* [PROBLEM STATEMENT] Repeat the whole of the data, keeping every detail the same.

* [DATA TO PROCESS]
________________________________________

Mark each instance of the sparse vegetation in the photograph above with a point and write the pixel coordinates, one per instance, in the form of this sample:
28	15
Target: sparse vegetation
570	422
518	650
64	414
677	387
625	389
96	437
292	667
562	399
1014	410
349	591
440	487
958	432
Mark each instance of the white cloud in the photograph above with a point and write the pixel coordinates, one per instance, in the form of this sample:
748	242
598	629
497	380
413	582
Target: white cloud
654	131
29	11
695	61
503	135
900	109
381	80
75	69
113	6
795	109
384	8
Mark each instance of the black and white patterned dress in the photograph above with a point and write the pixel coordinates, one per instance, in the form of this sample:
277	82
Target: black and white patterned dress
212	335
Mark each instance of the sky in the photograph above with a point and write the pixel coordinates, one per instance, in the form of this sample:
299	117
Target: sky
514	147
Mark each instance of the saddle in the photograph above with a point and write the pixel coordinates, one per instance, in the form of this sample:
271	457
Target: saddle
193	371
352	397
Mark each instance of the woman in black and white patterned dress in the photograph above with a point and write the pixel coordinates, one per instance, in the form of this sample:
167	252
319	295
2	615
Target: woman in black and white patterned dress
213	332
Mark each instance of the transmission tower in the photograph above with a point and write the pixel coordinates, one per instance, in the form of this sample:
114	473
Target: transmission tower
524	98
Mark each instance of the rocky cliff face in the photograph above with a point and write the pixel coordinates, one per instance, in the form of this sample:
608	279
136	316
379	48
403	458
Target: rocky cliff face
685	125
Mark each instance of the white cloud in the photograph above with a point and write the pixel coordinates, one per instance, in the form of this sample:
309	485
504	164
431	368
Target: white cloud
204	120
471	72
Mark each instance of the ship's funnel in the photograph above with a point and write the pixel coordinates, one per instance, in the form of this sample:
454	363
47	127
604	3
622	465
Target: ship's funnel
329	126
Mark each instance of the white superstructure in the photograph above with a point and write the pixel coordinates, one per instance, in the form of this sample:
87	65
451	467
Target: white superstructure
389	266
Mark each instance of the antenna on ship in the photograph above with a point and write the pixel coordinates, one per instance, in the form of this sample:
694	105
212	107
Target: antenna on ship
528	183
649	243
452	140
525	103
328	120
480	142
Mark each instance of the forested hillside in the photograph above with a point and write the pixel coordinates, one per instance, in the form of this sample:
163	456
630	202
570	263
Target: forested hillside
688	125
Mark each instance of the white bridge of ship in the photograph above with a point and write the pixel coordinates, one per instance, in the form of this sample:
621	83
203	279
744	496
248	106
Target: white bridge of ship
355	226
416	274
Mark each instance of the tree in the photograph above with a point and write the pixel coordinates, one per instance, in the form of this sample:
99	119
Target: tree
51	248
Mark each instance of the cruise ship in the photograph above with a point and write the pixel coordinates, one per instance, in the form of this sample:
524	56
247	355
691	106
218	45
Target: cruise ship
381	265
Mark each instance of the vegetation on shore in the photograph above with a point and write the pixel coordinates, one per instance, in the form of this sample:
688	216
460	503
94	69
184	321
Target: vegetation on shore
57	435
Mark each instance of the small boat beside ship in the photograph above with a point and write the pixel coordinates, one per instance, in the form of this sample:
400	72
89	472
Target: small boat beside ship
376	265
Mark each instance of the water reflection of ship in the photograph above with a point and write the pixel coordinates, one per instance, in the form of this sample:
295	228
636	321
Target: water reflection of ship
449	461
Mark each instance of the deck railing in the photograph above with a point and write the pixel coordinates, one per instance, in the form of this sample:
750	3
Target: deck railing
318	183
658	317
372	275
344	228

________________________________________

* [SOLUTION TO THIS TASK]
Mark each instance of the sparse vegetation in the photograph above with a point and write the pixel coordinates, one per instance, in the form of this sample:
28	15
Target: sparse vegetation
570	422
518	650
64	414
677	387
625	389
96	437
292	667
562	399
1014	410
349	591
440	487
958	432
Mark each instance of the white cloud in the photograph above with a point and write the pixel coordinates, one per instance, in the form of this sample:
748	242
598	629
497	380
413	582
Target: white cloud
654	131
29	11
695	61
503	135
900	109
381	80
75	69
113	6
795	109
384	8
Mark each instance of the black and white patterned dress in the photograph above with a point and write the pixel coordinates, one per instance, in the form of this sample:
277	82
Target: black and white patterned dress
212	335
Mark each instance of the sky in the photograph above with a point and write the pixel coordinates, one per instance, in the form of this sample:
299	117
Target: sky
514	147
Mark each instance of the saddle in the photograph above with a point and write the pixel coordinates, one per instance, in the form of this sample:
271	457
Target: saddle
193	371
352	397
Mark each instance of the woman in black and white patterned dress in the photograph above with a point and write the pixel coordinates, one per instance, in the form of this sample:
167	252
319	295
2	615
Target: woman in black and white patterned dress
213	332
Mark each instance of the transmission tower in the photograph above with a point and write the pixel coordinates, one per instance, in the form of this sample:
114	473
Target: transmission tower
524	98
Mark each instance of the rocky cliff face in the photograph above with a point and write the pixel coordinates, one per instance, in the form of this sample:
608	279
136	316
379	48
403	458
Target: rocky cliff face
685	125
Mark each instance of the white cloud in the photograph above with a point and write the pixel coordinates, one per instance, in the form of this sample:
309	485
504	164
431	368
Target: white cloud
204	120
471	72
Mark each instance of the ship's funnel in the photograph above with a point and write the pixel coordinates, one per instance, in the form of this sample:
454	363
47	127
604	3
622	465
Target: ship's funnel
329	126
Mark each instance of the white superstructure in the photograph above with a point and write the pixel coordinates, one per instance, in the form of this sample:
87	65
451	467
Target: white superstructure
389	266
Mark each instance of the antenna on ship in the photograph above with a point and write the pixel coordinates, one per instance, in the form of this sample:
694	105
212	107
Target: antenna on ship
528	183
649	243
452	140
525	103
328	120
480	142
Mark each instance of the forested hillside in the photograph above with a point and write the pixel coordinates, one per instance, in the form of this sample:
163	456
630	202
570	263
Target: forested hillside
688	125
Mark each instance of the white bridge of ship in the photograph above with a point and write the pixel coordinates, one per instance, in the form of this sample:
621	83
203	279
744	496
248	106
Target: white bridge of ship
355	226
416	274
Mark each instance of the tree in the photograph above with a point and write the pixel coordinates, one per instance, in the form of this sample:
99	119
Target: tree
51	248
Mark each instance of the cruise ship in the photograph above with a point and write the pixel coordinates, one per instance, in the form of this sample:
524	56
247	355
691	106
218	45
Target: cruise ship
381	265
Mark each instance of the vegetation on shore in the photograph above with a point and write the pixel coordinates, one per instance, in the form of this sample:
688	216
460	503
94	69
184	321
Target: vegetation on shore
57	435
Mark each instance of the small boat beside ship in the photograph above with a point and write the pixel coordinates, one per instance, in the form of this sample:
400	72
89	472
Target: small boat beside ship
376	265
Mark each instance of the water reflection of ship in the photograph above with a point and write the pixel coordinates, one per instance, in the form of this sample:
295	228
636	321
Target: water reflection of ship
449	461
Mark each instance of the deck railing in the photograph above with a point and write the pixel coordinates, one per instance, in the form of this sample:
750	3
Target: deck railing
318	183
658	317
372	275
344	228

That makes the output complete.